** Start Data shown **

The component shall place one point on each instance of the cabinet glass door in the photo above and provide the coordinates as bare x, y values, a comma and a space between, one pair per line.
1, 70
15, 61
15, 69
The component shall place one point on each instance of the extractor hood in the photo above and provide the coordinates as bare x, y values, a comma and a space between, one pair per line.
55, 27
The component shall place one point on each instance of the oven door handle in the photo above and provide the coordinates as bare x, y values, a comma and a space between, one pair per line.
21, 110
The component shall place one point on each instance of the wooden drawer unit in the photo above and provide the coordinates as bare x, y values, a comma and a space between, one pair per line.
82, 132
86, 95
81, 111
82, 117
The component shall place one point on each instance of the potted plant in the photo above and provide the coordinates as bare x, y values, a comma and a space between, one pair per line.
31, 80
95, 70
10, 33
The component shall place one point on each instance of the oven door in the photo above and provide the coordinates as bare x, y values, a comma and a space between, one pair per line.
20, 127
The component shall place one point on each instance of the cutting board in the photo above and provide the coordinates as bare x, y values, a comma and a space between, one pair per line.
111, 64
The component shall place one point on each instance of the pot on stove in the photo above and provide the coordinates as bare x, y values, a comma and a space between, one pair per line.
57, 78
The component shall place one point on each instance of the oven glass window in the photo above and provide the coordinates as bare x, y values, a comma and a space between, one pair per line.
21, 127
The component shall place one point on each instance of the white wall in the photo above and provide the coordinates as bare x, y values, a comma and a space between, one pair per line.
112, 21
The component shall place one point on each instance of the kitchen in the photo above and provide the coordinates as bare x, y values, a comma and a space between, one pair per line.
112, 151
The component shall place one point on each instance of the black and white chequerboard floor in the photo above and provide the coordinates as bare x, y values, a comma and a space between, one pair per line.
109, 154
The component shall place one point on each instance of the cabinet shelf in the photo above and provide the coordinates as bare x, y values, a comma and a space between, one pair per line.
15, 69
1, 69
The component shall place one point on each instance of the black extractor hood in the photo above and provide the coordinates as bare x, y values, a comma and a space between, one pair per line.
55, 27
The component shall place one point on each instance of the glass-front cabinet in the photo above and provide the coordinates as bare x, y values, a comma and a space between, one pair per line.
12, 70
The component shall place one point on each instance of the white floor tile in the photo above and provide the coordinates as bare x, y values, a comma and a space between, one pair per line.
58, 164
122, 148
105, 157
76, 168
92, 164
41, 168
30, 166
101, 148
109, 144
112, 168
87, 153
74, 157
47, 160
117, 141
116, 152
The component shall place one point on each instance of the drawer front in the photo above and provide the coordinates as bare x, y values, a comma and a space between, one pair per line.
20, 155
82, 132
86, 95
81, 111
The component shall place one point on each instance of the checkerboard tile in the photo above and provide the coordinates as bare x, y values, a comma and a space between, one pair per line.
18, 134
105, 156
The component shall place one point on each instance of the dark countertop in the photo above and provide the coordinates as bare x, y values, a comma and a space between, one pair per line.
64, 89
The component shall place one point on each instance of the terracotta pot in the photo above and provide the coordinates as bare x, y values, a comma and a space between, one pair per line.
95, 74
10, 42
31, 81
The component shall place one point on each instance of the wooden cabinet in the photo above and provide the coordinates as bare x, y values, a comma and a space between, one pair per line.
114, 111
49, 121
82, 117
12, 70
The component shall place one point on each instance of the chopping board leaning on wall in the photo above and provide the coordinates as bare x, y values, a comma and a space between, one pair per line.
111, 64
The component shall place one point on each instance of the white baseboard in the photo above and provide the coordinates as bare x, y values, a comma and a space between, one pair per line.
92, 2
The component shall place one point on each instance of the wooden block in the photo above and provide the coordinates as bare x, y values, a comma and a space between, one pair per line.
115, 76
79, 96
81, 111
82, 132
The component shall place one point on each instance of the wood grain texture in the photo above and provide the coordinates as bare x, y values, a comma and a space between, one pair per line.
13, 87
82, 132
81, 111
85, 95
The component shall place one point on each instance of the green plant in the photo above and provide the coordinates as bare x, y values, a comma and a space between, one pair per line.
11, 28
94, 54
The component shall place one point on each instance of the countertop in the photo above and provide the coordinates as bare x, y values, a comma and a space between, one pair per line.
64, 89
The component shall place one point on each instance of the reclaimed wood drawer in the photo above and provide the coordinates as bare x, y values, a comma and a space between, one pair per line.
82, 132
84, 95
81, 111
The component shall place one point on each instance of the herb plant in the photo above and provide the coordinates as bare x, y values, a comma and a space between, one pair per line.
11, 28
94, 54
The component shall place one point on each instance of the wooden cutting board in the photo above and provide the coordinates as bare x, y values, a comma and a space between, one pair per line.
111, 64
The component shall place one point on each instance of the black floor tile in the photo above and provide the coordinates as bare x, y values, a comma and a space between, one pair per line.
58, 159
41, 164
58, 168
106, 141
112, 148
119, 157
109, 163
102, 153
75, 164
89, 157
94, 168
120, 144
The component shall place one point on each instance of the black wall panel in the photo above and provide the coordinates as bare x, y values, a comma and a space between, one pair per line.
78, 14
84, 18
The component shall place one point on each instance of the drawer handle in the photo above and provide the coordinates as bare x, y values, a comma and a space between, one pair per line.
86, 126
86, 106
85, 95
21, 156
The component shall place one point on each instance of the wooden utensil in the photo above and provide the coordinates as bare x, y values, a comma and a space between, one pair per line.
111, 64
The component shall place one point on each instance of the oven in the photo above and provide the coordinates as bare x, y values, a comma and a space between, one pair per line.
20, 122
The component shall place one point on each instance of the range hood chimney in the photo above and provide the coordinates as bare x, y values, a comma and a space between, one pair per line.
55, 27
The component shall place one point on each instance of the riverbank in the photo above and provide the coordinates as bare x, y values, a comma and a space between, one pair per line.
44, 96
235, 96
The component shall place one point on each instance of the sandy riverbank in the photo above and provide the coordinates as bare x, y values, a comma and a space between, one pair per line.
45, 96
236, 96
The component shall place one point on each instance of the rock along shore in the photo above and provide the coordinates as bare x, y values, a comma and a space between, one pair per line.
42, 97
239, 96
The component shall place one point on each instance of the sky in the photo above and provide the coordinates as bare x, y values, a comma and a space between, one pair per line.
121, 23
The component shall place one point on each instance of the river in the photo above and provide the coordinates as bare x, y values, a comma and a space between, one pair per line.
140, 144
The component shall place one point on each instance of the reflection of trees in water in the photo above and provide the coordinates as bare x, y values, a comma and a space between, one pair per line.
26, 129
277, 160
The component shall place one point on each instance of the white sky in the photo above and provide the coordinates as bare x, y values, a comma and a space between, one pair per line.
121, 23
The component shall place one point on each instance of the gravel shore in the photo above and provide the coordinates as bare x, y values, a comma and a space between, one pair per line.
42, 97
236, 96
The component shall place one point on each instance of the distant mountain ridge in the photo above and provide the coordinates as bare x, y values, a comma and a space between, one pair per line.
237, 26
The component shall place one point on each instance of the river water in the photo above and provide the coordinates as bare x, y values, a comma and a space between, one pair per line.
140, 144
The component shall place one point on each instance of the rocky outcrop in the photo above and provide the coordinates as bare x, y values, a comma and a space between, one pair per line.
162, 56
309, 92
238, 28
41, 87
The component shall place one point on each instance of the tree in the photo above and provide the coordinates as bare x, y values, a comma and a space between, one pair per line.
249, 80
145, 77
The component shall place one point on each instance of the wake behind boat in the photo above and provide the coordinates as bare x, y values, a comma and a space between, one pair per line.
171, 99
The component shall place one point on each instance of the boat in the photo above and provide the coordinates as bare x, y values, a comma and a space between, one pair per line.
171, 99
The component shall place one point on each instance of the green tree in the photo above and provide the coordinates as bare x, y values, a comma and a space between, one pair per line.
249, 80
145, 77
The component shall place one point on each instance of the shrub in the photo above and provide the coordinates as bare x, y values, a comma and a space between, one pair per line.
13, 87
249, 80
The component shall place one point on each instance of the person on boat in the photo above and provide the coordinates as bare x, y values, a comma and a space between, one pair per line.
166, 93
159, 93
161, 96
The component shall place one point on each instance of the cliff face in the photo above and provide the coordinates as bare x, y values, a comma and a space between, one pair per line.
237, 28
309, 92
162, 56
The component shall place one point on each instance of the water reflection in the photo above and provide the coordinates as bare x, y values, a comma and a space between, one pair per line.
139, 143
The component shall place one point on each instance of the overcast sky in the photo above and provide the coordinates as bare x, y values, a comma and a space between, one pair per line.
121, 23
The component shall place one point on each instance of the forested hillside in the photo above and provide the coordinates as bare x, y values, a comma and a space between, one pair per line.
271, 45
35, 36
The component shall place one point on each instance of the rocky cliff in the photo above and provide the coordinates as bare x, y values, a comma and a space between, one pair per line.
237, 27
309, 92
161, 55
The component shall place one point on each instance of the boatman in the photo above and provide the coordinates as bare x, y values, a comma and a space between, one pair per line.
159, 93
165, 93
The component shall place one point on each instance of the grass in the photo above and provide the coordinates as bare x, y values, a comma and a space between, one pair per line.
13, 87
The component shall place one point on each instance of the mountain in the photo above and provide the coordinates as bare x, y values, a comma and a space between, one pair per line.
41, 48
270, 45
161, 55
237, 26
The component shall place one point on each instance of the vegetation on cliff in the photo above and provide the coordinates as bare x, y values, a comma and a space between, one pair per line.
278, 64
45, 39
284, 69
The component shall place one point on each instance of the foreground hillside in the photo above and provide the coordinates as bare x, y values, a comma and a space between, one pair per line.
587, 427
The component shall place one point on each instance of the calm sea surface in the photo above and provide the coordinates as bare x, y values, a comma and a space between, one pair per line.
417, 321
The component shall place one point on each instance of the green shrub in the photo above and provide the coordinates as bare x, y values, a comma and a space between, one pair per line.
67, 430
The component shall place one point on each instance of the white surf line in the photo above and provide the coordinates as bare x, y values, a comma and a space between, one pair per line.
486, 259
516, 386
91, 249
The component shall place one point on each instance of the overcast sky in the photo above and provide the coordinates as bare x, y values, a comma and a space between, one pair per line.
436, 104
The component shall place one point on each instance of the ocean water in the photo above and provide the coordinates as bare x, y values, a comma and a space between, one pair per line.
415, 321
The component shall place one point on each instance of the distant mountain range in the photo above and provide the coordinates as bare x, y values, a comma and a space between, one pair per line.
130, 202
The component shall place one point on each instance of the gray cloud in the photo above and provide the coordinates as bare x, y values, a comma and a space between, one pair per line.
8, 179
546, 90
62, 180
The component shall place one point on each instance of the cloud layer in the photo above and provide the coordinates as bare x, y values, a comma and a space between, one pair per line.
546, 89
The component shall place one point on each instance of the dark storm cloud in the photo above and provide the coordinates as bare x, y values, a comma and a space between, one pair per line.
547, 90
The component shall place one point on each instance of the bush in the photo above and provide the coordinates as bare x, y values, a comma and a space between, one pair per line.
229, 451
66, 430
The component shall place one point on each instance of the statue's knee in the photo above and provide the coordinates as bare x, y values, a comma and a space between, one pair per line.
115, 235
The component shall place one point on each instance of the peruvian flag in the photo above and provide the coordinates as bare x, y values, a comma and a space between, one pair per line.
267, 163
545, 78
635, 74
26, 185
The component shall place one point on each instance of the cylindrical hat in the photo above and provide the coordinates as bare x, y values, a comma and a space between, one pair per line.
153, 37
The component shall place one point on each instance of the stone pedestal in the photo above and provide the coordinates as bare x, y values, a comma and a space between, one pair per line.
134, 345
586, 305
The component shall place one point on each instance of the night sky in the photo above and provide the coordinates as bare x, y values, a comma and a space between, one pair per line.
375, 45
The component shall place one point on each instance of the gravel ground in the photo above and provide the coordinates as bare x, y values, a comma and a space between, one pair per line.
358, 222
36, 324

** End Data shown **

Give back the lines above exactly, from the one with "of the peruvian" through the last line.

### Solved exercise:
The component shall place one point on each instance of the peruvian flag in the photo above and provide the coordinates as bare x, y values, a comma and a space between, one pair per line.
267, 163
545, 78
635, 74
26, 185
The component shall place one point on each instance of the cylindrical hat in the photo above and provide the coordinates as bare x, y values, a comma and a space between, one pair per line.
153, 37
The component shall place one point on each instance of the stone pedestal in the photo above and provide the coordinates as bare x, y values, a comma and a space between, one pair per line.
134, 345
586, 305
The component shall place one point on each instance of the night sky in the photo above and provide the coordinates as bare x, y values, a comma and a space between, one pair per line.
375, 45
The component shall place one point on each instance of the gravel ground in the photo above and provide the coordinates as bare x, y values, a comma and a space between, one pair per line.
358, 222
36, 324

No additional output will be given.